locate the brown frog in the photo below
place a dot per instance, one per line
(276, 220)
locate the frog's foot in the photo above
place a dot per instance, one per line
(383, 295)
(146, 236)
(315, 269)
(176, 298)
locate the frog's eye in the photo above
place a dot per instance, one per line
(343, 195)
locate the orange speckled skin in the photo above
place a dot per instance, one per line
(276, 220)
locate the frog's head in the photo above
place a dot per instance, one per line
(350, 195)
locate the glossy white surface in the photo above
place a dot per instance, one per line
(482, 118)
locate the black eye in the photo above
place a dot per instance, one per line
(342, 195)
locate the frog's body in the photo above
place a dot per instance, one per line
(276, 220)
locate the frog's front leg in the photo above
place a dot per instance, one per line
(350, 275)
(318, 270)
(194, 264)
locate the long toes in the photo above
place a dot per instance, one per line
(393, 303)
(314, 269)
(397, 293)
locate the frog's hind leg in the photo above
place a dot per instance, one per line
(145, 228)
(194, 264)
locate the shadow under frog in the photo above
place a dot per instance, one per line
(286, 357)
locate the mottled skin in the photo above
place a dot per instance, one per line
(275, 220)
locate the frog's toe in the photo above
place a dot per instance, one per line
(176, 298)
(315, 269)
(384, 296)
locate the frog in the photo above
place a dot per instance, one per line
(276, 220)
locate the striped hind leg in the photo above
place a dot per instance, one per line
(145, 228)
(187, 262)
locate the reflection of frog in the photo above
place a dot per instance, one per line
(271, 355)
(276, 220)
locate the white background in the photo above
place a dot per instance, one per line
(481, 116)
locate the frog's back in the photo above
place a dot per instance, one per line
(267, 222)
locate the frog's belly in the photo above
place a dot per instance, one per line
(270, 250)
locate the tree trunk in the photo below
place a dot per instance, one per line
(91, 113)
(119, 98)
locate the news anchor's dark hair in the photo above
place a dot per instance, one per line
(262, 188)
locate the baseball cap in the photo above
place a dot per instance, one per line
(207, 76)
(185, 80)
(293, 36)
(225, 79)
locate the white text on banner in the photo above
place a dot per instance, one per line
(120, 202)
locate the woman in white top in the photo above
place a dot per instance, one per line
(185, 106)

▸ The task:
Can you rewrite everything from the line containing "locate the reflection" down to the end of the data, keeping each request line as it is and adding 124 to every coordinate in the answers?

▸ Output of the task:
locate the reflection of frog in the photo above
place a dot per instance, one per line
(395, 479)
(400, 344)
locate the white background in the photo above
place a dot per instance, one per line
(605, 240)
locate the frog's back in the photo above
place a dot per instance, one per line
(391, 346)
locate the frog's belly in the photo above
place a dot per instance, one per line
(394, 374)
locate the tree trunk in the photo below
place a dot per instance, one per line
(215, 237)
(243, 222)
locate the news anchor's dark hair in the photo above
place a dot per instance, one per line
(386, 312)
locate the baseball cap in the photo above
place a dot per instance, one per line
(331, 200)
(309, 204)
(417, 160)
(349, 203)
locate the white text on banner in the photo above
place a dot per instance, one per line
(244, 326)
locate the woman in white top in the photo above
place a dot per instance, one per line
(309, 230)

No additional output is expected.